### EXCERPTED PASSAGE
Sometimes we forget to question things that seem so obvious to us that we are blind to them. Many years ago when I first flew to Europe, the airport had a sign for rest rooms. I looked for men and women logos, but quickly discovered the rest rooms were little sleeping areas that could be rented for a few hours between flights. Yeah, room to rest in. Rest rooms. Got it.
Similarly consider the word toadstools. We all know what a toadstool is, but does it derive from toad stool?
So what about probability? We use the word in common language without thinking what it means. And in fact, we often mean different things. How do we relate the probability of a dice throw coming up seven to the probability of rain tomorrow? Is it probable you know what you are talking about? What is the probability of having breast cancer? Is that a well-defined concept?

### BRIEF
List each word whose meaning the passage on questioning obvious words examines.

### MATERIAL PROVIDED
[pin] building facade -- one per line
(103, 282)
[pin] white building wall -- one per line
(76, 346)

--

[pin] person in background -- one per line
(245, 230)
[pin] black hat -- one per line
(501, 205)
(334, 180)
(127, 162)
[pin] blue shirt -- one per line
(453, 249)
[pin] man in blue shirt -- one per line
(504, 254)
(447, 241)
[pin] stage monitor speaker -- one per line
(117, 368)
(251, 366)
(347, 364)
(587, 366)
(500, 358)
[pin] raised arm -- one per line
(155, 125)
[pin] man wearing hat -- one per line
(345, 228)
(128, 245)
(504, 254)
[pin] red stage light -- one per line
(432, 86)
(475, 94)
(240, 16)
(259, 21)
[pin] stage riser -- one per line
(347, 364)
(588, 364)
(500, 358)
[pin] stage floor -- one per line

### EXERCISE SOLUTION
rest rooms
toadstools
probability